YOUR GOAL — Pick out each line in the entries below that contains the string "white", matching case exactly.

DATA SUPPLIED —
┌────────

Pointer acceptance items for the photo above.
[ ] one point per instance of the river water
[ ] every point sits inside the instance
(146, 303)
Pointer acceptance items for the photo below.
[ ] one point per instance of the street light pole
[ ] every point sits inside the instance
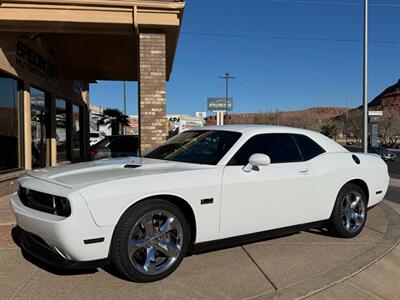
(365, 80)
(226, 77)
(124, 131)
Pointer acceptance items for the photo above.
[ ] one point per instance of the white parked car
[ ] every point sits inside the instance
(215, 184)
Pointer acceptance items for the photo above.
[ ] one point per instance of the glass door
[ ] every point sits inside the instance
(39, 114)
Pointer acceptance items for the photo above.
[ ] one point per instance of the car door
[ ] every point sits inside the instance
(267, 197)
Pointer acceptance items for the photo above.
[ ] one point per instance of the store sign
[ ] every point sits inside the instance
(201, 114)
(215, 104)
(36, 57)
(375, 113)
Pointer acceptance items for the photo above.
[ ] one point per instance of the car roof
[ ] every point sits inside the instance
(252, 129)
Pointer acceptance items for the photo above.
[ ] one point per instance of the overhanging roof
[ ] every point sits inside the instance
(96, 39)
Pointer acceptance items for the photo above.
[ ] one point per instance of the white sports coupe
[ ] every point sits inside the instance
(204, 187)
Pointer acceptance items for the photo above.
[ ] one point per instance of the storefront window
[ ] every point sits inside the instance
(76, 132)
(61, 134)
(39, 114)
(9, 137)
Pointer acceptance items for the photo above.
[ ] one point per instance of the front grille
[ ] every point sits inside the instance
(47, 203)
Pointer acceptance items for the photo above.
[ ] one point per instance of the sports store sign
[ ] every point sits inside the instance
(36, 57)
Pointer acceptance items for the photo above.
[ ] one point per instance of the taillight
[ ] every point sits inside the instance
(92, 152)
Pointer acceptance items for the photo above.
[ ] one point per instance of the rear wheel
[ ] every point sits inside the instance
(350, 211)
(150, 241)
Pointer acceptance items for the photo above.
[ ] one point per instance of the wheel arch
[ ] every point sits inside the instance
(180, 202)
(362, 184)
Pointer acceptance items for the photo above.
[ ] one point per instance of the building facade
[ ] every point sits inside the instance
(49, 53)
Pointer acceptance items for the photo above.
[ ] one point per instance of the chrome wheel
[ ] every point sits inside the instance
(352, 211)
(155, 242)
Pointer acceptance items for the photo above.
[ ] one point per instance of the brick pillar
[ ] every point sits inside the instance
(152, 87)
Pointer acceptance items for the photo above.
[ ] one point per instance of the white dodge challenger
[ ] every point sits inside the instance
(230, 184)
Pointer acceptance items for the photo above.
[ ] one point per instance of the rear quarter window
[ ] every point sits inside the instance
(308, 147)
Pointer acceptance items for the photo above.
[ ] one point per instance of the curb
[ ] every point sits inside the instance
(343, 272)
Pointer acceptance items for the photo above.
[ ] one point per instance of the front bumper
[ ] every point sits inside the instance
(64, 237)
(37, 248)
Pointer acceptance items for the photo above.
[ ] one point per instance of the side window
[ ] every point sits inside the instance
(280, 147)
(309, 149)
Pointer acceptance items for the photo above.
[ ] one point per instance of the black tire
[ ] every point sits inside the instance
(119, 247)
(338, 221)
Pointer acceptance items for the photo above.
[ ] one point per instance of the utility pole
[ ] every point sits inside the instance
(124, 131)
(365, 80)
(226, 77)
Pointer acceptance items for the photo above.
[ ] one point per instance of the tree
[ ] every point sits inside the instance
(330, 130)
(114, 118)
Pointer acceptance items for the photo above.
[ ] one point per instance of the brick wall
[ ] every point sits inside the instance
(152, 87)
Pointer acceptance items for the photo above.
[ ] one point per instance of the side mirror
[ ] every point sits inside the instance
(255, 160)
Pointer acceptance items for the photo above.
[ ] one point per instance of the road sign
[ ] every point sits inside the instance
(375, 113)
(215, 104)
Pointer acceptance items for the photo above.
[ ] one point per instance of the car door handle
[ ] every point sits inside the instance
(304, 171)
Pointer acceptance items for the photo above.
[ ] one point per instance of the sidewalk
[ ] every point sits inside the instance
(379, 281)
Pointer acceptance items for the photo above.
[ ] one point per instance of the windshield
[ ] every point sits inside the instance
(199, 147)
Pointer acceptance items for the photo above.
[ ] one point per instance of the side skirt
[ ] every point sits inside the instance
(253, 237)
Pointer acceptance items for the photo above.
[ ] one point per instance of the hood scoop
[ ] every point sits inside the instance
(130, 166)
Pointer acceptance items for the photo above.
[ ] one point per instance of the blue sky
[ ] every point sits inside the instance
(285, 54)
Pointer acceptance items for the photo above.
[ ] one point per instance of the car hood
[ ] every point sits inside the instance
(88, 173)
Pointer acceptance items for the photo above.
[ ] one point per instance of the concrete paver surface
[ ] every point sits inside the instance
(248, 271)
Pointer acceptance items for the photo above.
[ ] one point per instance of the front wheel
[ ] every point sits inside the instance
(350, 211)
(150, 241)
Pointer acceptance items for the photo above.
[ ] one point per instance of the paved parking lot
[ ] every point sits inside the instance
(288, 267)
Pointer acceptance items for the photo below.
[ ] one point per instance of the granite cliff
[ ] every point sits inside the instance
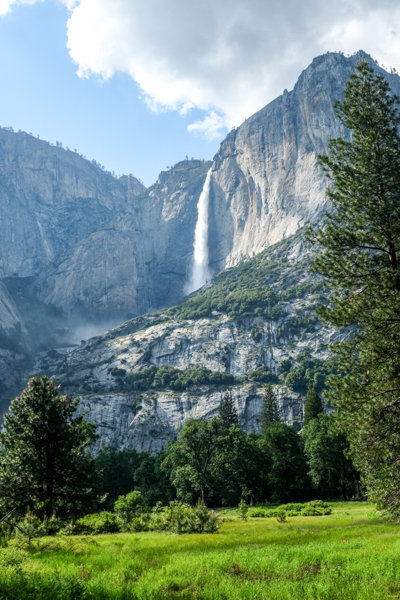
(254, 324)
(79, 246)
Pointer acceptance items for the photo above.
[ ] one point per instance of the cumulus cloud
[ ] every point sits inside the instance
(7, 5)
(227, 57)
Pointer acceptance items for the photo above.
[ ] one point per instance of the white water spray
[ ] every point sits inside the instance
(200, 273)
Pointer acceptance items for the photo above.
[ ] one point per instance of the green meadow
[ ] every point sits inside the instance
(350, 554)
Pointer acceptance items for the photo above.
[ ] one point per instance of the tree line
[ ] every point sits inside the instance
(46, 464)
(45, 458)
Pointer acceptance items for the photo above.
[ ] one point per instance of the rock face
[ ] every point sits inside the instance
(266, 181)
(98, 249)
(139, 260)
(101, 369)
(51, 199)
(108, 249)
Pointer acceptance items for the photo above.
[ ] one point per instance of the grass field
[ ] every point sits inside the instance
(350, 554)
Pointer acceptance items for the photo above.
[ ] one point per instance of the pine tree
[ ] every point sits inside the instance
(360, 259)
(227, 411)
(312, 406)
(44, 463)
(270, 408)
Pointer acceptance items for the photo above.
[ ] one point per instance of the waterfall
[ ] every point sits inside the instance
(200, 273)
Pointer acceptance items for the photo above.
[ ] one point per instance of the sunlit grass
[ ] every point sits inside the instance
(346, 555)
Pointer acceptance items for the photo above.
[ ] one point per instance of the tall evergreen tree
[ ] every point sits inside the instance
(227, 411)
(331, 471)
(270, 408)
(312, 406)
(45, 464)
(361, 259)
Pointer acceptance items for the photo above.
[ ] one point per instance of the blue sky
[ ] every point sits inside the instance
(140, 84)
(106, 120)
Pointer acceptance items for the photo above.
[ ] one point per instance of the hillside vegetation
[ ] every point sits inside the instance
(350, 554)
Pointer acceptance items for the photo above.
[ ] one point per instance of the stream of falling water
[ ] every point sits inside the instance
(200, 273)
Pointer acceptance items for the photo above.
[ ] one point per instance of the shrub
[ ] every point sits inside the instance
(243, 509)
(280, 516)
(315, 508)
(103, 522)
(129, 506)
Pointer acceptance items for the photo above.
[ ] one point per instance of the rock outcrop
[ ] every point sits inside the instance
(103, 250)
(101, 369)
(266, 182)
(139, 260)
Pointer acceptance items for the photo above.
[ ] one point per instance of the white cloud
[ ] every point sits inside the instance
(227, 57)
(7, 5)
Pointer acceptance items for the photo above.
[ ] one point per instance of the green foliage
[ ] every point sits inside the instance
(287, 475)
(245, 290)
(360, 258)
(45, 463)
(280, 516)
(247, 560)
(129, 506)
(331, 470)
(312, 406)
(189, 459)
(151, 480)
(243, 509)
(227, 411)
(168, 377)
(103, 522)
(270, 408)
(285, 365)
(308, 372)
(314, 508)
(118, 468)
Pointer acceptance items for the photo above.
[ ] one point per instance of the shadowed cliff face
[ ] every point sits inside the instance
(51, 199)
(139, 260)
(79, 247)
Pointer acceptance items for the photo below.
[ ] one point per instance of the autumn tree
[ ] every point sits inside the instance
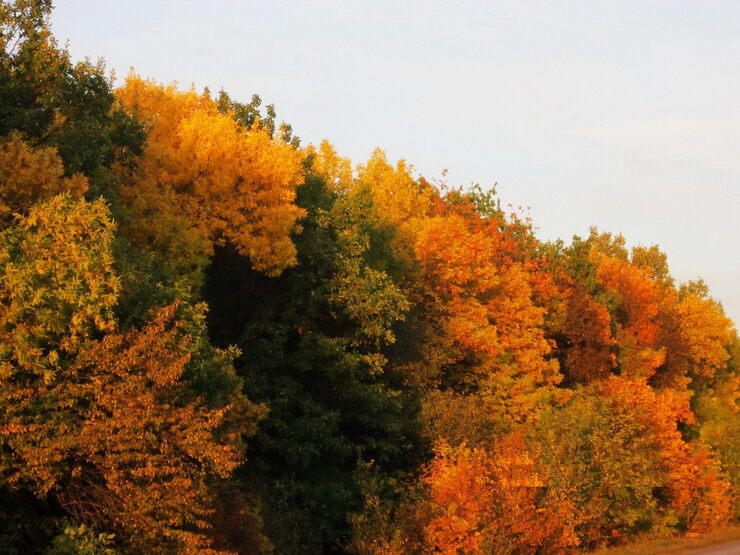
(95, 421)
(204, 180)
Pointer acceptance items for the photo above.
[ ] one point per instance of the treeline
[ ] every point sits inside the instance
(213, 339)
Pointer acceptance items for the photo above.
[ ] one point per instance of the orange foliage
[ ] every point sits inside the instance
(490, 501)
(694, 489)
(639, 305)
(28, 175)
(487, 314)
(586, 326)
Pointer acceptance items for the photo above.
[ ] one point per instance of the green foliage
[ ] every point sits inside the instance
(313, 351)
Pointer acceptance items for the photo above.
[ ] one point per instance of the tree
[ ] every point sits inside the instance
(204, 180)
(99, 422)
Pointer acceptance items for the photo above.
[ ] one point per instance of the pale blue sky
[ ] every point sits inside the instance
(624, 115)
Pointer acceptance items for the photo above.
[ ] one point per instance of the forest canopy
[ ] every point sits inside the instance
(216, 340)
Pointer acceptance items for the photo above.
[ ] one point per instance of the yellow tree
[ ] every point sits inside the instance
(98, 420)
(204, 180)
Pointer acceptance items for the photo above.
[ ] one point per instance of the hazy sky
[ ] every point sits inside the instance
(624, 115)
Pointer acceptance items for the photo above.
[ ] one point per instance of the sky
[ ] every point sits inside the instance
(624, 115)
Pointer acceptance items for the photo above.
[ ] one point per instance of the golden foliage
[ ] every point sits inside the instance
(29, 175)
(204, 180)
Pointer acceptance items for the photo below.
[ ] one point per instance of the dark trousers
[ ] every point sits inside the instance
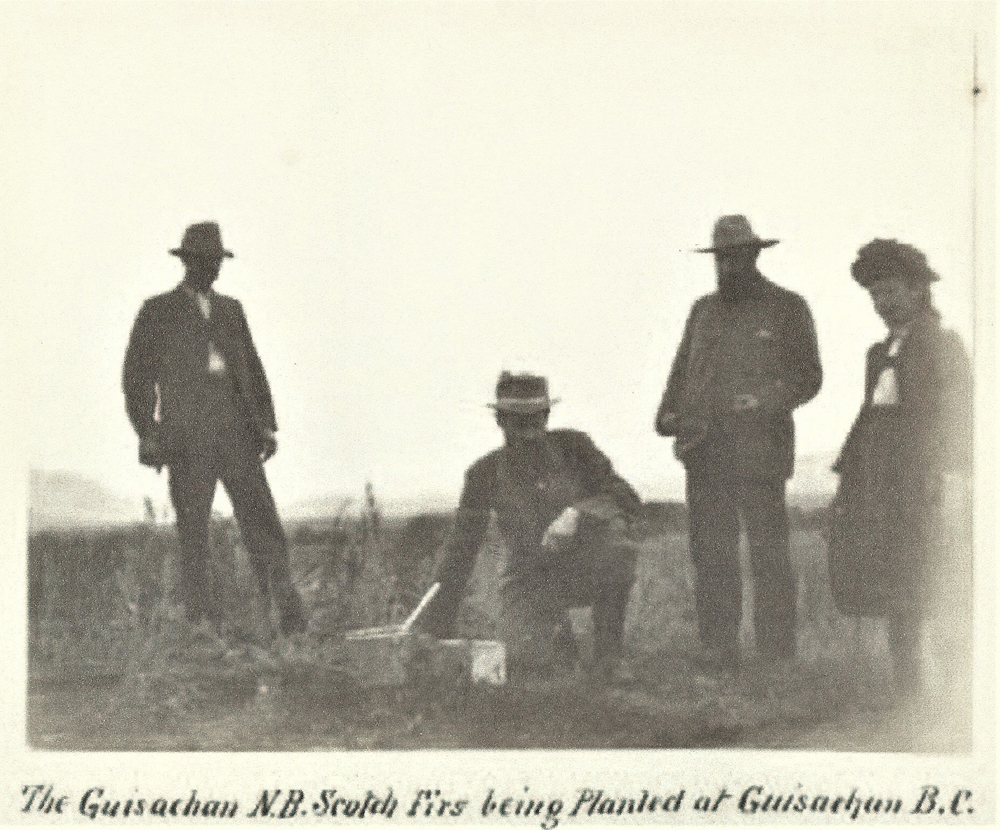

└────────

WRITTEN RESPONSE —
[ ] one point per instance of the white parked car
[ ] one point per instance of the white sports coupe
[ ] one point per instance of the white dodge challenger
[ ] one point per instance of the white water spray
[ ] one point per instance of the white cloud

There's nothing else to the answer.